◆ **YOUR TASK**
Reproduce the material verbatim from its first line through the line containing "(1399, 343)", with both ends included.
━━ MATERIAL PROVIDED
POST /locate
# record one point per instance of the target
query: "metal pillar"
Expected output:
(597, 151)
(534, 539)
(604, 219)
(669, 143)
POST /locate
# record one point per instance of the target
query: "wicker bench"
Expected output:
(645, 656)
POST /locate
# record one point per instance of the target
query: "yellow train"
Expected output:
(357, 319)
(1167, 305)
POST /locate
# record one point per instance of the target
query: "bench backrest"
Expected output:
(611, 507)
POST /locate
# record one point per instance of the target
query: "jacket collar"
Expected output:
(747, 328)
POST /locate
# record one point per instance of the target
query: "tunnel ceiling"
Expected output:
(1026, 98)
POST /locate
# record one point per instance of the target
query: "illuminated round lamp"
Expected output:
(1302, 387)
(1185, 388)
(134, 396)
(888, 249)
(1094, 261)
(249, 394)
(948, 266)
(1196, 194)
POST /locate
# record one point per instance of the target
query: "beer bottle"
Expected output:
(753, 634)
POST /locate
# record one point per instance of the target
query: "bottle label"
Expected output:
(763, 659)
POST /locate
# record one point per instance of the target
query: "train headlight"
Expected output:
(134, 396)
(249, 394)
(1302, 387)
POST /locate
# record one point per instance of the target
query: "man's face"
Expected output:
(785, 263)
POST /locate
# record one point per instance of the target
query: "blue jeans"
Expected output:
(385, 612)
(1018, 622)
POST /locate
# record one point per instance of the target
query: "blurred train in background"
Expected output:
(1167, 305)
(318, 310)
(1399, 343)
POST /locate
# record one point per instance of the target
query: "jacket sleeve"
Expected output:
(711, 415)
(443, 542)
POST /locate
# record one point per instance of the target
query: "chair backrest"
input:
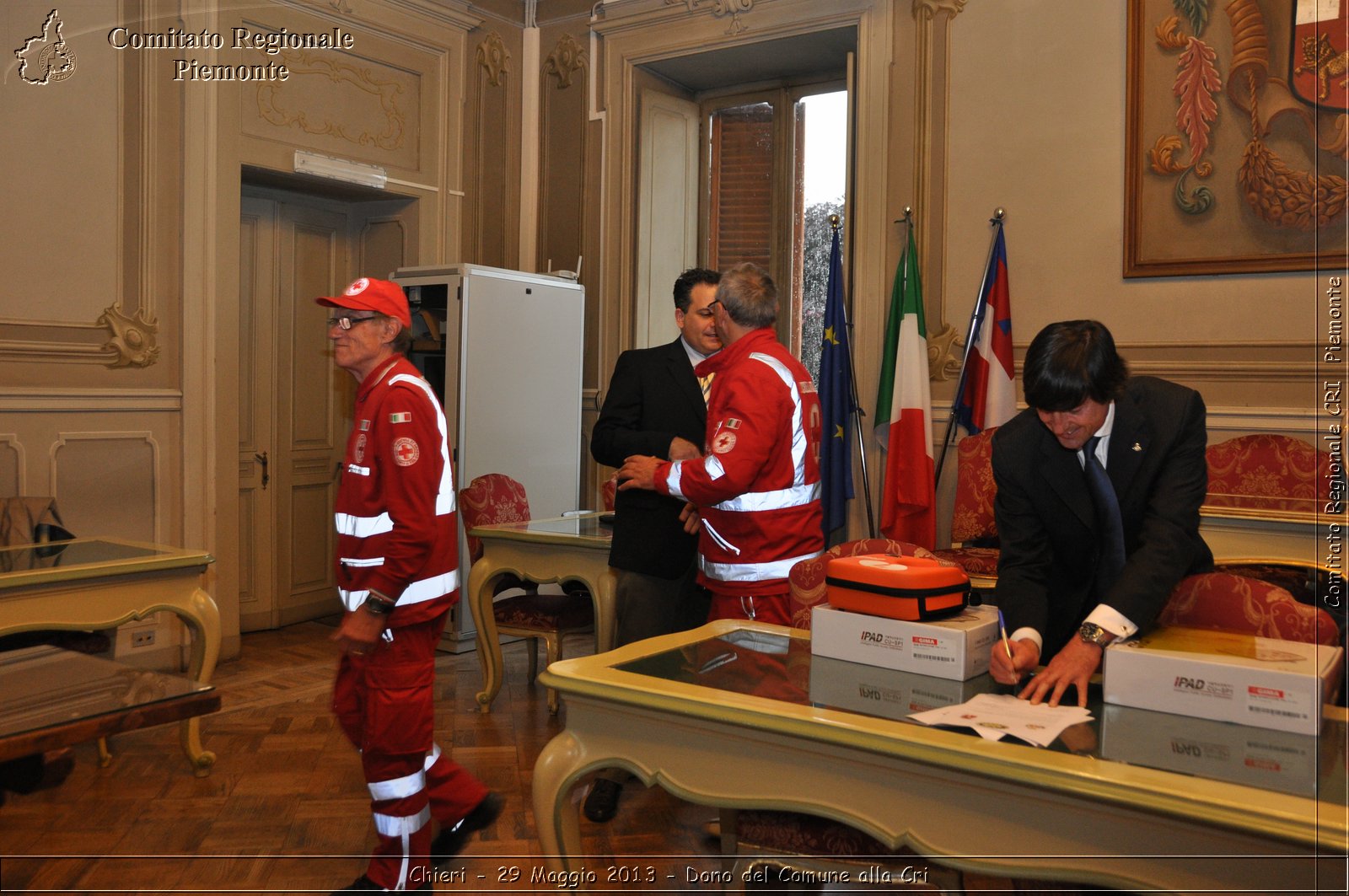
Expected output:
(971, 520)
(1236, 604)
(806, 579)
(487, 500)
(1266, 471)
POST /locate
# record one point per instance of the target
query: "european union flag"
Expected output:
(836, 401)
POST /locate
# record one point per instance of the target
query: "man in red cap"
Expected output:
(397, 575)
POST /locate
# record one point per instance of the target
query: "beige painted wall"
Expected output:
(966, 107)
(1038, 127)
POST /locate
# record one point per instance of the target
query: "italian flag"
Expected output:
(904, 413)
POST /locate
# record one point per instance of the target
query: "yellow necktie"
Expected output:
(706, 384)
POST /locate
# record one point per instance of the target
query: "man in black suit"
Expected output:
(656, 406)
(1063, 588)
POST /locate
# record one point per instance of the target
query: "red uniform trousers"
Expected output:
(761, 608)
(384, 702)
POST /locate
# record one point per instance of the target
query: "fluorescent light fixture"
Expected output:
(341, 169)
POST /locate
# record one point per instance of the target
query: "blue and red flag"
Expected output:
(988, 393)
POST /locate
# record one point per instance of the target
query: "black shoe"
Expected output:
(452, 840)
(602, 802)
(363, 884)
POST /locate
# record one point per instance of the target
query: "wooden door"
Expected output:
(293, 408)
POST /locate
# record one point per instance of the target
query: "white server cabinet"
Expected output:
(508, 362)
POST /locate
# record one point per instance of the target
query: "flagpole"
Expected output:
(969, 341)
(857, 408)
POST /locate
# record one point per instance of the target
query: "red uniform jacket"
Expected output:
(395, 502)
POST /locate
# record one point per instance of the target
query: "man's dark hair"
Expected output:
(1070, 362)
(402, 339)
(749, 296)
(688, 280)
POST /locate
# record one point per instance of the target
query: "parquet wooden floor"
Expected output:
(285, 808)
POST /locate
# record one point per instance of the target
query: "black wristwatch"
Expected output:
(378, 605)
(1092, 633)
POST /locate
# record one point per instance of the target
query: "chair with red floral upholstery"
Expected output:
(540, 617)
(1238, 604)
(806, 579)
(1272, 476)
(786, 840)
(1266, 473)
(973, 527)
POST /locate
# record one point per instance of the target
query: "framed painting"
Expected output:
(1238, 137)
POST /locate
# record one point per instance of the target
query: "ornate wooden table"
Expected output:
(544, 550)
(51, 698)
(737, 714)
(101, 583)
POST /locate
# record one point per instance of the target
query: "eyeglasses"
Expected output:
(347, 320)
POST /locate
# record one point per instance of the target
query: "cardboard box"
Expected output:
(955, 648)
(1223, 750)
(887, 693)
(1224, 676)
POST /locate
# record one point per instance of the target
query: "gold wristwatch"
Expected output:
(1092, 633)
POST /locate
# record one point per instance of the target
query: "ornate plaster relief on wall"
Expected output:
(492, 56)
(567, 58)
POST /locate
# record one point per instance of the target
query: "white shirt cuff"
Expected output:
(1027, 633)
(1112, 621)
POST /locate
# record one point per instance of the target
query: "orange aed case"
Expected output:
(914, 588)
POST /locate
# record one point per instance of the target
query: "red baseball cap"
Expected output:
(368, 294)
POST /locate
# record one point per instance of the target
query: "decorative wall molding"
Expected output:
(566, 60)
(96, 400)
(132, 341)
(145, 233)
(931, 8)
(150, 487)
(492, 56)
(452, 13)
(13, 446)
(721, 8)
(54, 352)
(931, 78)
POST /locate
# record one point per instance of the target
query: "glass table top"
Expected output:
(45, 686)
(589, 527)
(782, 668)
(72, 554)
(88, 557)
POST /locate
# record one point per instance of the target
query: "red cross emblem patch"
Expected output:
(406, 453)
(723, 442)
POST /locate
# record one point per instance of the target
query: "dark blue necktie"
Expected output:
(1110, 529)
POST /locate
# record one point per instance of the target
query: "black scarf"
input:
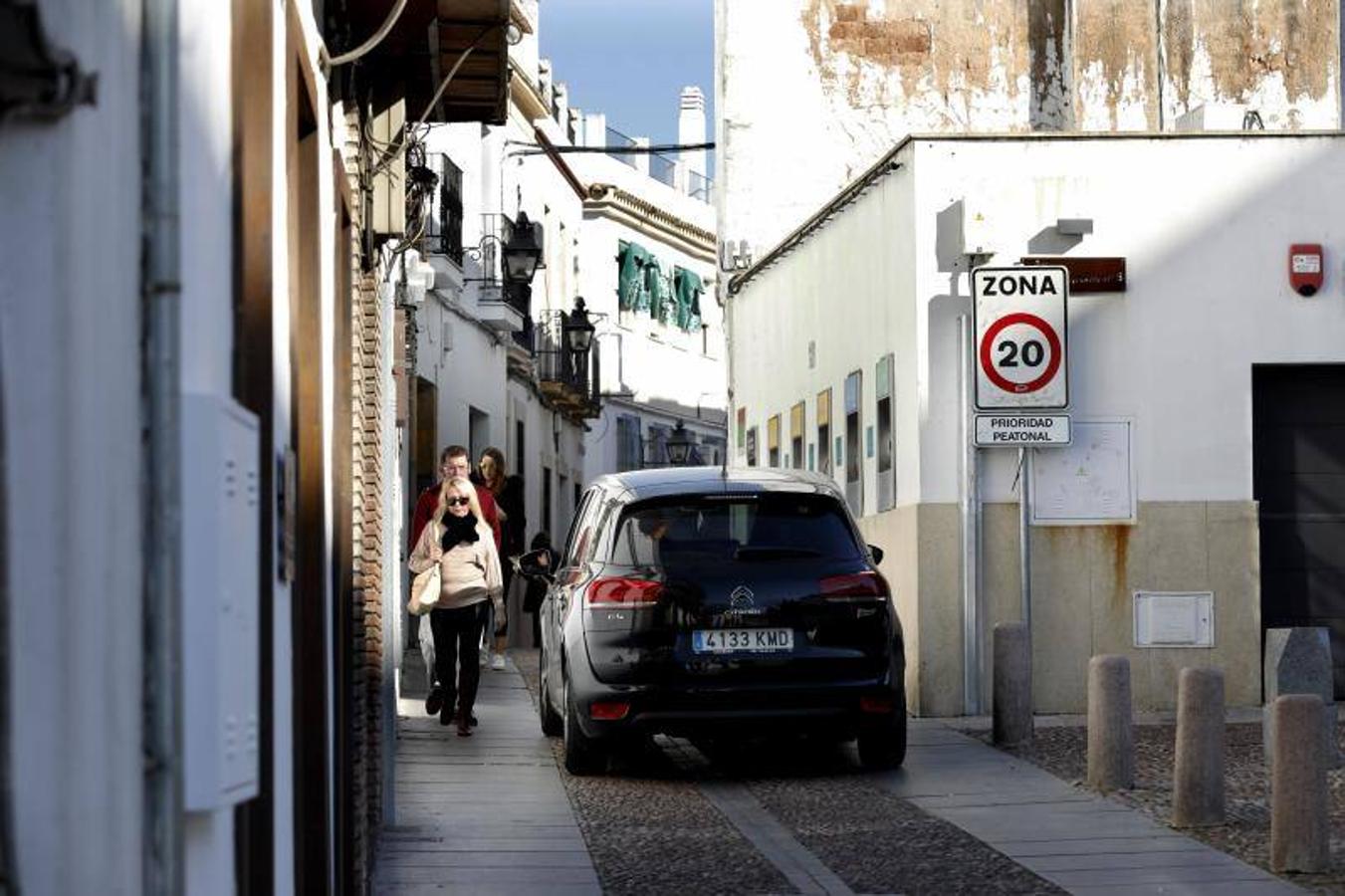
━━━━
◆ **RESULT OF THIS TASK**
POST /locate
# record one point per instance of the target
query: "metal pillar"
Expected output:
(597, 151)
(534, 539)
(604, 219)
(669, 143)
POST /locate
# record one point per instance of the target
query: "wicker bench"
Expected output:
(645, 656)
POST /locate
# record one point per instance of the target
query: "yellow train"
Expected output:
(357, 319)
(1167, 305)
POST /locate
# record one point per instance of the target
query: "bench backrest"
Expected output:
(611, 507)
POST /locate
# record one point per instance of the target
query: "jacket collar"
Expected output:
(747, 328)
POST /locate
# record one point per instance of the target
query: "tunnel ceiling"
Expected output:
(1026, 98)
POST /locate
# record one point per instance of the target
query: "illuminated round lamp"
Expected output:
(1302, 387)
(1185, 388)
(134, 396)
(888, 249)
(1094, 261)
(249, 394)
(948, 266)
(1196, 194)
POST /locate
# record one point per instance of the target
query: "beer bottle"
Expected output:
(753, 634)
POST /locate
# record one point per instance of the target
query: "bottle label"
Expected output:
(763, 659)
POST /locate
# record one point per instance of the target
query: "train headlight"
Expected output:
(134, 396)
(249, 394)
(1302, 387)
POST /locate
# record one point per instance of the target
query: "man's face"
Expected output:
(785, 263)
POST /locate
# record one point per instance of the target
query: "blue jeans"
Expected output:
(385, 612)
(1018, 622)
POST /locate
# record one point per instance of the target
query: "blurred train in background"
Expected output:
(1167, 305)
(318, 310)
(1399, 343)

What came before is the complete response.